_WHAT TO WORK ON:_
Copy all of the data below word for word, keeping every line.

-- Start of PROVIDED RECORDS --

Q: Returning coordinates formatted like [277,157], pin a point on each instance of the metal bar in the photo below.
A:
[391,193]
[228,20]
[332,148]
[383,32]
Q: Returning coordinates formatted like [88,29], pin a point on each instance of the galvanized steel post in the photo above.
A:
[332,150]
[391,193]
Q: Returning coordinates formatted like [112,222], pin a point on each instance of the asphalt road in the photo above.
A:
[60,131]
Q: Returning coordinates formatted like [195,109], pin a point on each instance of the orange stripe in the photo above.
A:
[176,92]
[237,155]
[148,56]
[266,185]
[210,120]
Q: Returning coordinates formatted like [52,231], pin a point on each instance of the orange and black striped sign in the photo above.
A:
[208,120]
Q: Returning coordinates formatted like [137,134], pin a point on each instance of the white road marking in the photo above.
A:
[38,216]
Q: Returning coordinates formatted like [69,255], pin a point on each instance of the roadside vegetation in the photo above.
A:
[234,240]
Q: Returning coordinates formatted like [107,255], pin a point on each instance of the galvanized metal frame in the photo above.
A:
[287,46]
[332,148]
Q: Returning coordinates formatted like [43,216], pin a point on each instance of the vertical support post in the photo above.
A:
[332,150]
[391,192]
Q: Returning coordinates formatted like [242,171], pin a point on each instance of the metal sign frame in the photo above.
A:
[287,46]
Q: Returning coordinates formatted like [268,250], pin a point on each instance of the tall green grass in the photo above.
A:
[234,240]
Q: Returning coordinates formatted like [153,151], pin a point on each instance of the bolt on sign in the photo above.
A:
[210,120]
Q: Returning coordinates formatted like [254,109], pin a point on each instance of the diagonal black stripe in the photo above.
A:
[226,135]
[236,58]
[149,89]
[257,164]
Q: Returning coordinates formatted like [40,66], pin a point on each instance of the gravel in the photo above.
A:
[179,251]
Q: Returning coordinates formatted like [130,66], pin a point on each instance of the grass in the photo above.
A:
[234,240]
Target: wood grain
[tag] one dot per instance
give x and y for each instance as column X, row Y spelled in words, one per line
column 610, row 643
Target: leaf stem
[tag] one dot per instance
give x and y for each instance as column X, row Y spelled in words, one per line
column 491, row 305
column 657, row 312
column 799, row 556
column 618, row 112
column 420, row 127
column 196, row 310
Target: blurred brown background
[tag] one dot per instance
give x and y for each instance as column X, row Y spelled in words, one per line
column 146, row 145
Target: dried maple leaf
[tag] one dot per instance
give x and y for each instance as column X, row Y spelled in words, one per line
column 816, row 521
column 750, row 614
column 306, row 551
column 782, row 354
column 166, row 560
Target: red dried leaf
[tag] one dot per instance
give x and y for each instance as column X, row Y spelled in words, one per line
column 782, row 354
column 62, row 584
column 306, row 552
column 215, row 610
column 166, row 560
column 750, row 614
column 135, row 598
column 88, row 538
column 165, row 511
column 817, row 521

-- End of PROVIDED RECORDS --

_PROBLEM SOLUTION:_
Q: Returning coordinates formatted like [277,157], pin a point on each instance of the metal bar in the photo below.
A:
[391,193]
[228,20]
[332,148]
[383,32]
Q: Returning coordinates formatted like [88,29], pin a point on each instance of the galvanized steel post in the photo above.
A:
[332,150]
[391,193]
Q: Returning coordinates formatted like [112,222], pin a point on each instance of the asphalt road in the photo above.
A:
[60,131]
Q: Returning coordinates formatted like [195,109], pin a point on each instance of the orange stripe in the photo above.
A:
[176,92]
[237,155]
[148,56]
[266,185]
[210,120]
Q: Returning coordinates formatted like [52,231], pin a point on each instance of the orange and black striped sign in the photo above.
A:
[208,120]
Q: Returning coordinates formatted like [137,134], pin a point on each instance of the white road marking in the photo above.
A:
[38,216]
Q: Returning coordinates formatted like [69,255], pin a point on each instance of the roadside vegetation in the photo above.
A:
[234,240]
Q: Returning coordinates formatted like [107,255], pin a point on each instance of the galvanized metal frame in the photo above.
A:
[287,46]
[332,148]
Q: Returning coordinates formatted like [43,216], pin a point on each instance of the vertical support post in the photo above.
A:
[332,150]
[391,192]
Q: Returning coordinates formatted like [242,171], pin a point on each instance of the metal sign frame in the photo above.
A:
[287,46]
Q: Returning coordinates formatted like [268,250], pin a point on each instance of the tall green grass in the photo above.
A:
[234,240]
Q: Returning coordinates formatted like [153,151], pin a point on each instance of the bolt on sign in the photo above.
A:
[210,120]
Q: Returning coordinates formatted like [254,109], pin a point on each instance of the diagonal black stripe in the photo above.
A:
[226,135]
[236,58]
[149,89]
[257,164]
Q: Returning coordinates formatted like [40,66], pin a point on each instance of the gravel in the photo above.
A:
[179,251]
Q: Returning coordinates formatted like [130,66], pin a point on each instance of the grass in the photo above.
A:
[234,240]
Target: wood grain
[tag] one dot per instance
give x and y for each instance as column X, row Y spelled in words, one per line
column 610, row 643
Target: leaf stem
[tag] one dot per instance
give x and y for each instance as column X, row Y spelled in words, one per line
column 491, row 305
column 657, row 312
column 799, row 556
column 618, row 112
column 420, row 127
column 196, row 310
Target: blurred brown background
[tag] one dot per instance
give x and y for each instance as column X, row Y spelled in words, one per line
column 146, row 145
Target: dried maple leaf
[tag] one dot per instance
give x and y for each instance as column X, row Y spelled in words, one per line
column 816, row 521
column 750, row 614
column 306, row 551
column 782, row 354
column 166, row 560
Target: red dried leaf
[tag] one dot per instance
give x and y for each instance as column X, row Y spelled in words, one per line
column 782, row 354
column 62, row 584
column 306, row 552
column 215, row 610
column 166, row 560
column 750, row 614
column 135, row 598
column 88, row 538
column 165, row 511
column 817, row 521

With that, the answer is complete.